Retype exactly the lines from the line with "Objective - one point per instance of the pumpkin surface" to the end of the data, keeping both boundary lines.

+--

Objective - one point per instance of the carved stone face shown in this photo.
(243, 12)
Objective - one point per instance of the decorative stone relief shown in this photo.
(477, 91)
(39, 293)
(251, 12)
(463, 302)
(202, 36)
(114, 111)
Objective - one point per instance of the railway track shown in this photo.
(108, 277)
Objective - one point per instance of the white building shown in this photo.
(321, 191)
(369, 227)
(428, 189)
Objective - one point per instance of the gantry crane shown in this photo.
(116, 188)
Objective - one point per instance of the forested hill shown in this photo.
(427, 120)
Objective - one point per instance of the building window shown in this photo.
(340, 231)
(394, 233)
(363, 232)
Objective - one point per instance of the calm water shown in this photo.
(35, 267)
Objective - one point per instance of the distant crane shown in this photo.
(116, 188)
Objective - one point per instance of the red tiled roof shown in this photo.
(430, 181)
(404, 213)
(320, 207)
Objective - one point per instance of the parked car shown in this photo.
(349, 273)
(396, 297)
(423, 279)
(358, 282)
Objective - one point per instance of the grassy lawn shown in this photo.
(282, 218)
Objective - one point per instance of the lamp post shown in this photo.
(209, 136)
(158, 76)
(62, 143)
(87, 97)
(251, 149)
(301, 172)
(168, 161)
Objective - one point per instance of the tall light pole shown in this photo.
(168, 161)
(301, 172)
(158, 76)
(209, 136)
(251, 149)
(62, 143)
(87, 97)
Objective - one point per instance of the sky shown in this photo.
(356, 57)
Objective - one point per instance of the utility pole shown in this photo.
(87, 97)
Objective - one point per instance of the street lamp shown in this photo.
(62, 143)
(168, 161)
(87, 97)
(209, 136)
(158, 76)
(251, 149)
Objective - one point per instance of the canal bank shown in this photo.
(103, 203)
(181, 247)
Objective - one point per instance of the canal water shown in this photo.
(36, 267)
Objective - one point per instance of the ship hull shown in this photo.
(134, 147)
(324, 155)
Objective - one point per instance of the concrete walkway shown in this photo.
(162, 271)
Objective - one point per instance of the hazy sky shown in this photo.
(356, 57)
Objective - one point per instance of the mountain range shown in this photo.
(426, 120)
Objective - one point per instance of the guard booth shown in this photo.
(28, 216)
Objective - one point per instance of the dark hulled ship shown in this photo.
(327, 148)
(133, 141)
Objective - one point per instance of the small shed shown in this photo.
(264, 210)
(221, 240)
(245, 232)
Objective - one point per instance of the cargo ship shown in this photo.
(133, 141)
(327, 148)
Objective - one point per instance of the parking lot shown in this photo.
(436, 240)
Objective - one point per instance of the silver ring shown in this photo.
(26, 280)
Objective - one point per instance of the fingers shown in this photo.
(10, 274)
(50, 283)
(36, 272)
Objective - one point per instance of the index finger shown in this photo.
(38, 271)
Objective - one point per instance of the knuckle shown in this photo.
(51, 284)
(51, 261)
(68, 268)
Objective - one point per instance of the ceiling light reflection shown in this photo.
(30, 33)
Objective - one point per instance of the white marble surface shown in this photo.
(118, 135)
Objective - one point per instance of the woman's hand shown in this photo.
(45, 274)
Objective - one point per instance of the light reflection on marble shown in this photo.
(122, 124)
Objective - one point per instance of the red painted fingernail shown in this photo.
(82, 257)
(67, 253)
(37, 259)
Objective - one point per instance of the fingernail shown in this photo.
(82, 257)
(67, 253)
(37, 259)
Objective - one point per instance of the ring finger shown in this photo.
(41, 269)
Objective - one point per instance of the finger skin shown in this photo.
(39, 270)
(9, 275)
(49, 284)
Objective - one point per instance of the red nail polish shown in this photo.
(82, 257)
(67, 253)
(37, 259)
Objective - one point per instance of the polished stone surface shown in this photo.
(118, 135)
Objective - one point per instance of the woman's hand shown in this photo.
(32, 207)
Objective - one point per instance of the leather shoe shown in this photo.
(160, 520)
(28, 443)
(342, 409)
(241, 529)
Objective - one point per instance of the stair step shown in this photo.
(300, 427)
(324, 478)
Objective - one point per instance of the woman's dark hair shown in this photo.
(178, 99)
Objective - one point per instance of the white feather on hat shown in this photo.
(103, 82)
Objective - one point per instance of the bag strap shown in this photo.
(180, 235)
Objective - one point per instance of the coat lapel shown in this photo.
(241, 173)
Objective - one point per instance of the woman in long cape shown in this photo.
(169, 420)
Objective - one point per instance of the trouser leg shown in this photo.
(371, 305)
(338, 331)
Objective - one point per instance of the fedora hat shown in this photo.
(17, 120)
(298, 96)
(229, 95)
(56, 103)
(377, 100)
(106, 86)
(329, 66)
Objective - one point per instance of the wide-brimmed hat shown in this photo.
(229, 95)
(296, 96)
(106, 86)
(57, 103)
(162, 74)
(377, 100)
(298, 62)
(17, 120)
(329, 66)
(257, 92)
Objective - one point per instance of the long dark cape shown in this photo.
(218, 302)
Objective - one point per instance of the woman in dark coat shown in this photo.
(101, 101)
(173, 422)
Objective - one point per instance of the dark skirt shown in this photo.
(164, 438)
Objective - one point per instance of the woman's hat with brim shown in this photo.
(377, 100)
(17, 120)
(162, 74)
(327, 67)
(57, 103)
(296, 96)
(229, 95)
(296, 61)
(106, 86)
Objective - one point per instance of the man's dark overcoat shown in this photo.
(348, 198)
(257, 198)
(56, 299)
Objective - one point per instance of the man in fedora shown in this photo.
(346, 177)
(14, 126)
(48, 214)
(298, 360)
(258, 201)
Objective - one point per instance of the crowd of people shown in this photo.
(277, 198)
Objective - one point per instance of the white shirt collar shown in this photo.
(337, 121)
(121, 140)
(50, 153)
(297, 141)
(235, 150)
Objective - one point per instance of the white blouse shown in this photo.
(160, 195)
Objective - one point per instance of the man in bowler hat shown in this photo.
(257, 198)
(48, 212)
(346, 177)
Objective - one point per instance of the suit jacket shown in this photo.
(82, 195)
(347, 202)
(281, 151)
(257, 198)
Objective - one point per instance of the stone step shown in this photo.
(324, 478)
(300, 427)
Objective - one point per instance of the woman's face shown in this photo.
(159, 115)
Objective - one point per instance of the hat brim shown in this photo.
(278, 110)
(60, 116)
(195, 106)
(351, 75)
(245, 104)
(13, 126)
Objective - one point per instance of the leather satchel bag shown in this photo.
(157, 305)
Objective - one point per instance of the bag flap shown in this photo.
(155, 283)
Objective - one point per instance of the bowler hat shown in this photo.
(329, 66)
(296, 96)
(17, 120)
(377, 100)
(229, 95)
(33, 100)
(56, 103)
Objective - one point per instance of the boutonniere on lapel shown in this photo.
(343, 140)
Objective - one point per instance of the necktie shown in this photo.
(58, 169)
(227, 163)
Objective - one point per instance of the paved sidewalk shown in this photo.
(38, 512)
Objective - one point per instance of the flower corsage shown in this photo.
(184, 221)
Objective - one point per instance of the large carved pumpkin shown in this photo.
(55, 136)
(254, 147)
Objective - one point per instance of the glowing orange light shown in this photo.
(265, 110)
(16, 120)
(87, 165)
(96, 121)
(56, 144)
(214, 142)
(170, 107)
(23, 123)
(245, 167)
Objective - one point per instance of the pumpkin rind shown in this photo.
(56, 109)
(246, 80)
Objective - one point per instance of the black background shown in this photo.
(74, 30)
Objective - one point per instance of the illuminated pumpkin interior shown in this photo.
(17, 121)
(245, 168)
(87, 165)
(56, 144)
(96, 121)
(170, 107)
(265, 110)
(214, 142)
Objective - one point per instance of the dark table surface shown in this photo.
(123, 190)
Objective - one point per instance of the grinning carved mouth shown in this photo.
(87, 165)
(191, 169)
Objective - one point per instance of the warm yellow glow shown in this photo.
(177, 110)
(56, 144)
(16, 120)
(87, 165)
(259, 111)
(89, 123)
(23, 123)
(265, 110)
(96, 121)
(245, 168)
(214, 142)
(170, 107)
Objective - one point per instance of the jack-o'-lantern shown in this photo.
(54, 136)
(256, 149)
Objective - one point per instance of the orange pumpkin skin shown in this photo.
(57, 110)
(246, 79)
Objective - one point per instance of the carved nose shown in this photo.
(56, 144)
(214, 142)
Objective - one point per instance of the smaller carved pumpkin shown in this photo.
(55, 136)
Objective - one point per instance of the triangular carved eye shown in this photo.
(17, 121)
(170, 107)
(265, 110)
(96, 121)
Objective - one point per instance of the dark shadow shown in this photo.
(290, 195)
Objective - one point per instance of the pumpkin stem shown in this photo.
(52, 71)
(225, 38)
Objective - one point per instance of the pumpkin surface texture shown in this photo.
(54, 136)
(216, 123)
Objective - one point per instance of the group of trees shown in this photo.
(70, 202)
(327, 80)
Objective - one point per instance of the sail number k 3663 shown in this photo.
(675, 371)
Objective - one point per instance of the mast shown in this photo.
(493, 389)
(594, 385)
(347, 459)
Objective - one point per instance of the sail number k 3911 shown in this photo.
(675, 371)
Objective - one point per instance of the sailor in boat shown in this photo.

+--

## Result of the task:
Objective - one point per instance of the pumpkin surface texture shown in this photo.
(54, 136)
(216, 123)
Objective - one point per instance of the group of trees shown in this photo.
(70, 202)
(327, 80)
Objective - one point per instance of the sail number k 3663 shown in this photo.
(675, 371)
Objective - one point per instance of the mast shown in this photo.
(493, 389)
(594, 385)
(347, 459)
Objective - one point per instance of the sail number k 3911 shown in this photo.
(675, 371)
Objective - one point per instance of the sailor in boat shown in this photo.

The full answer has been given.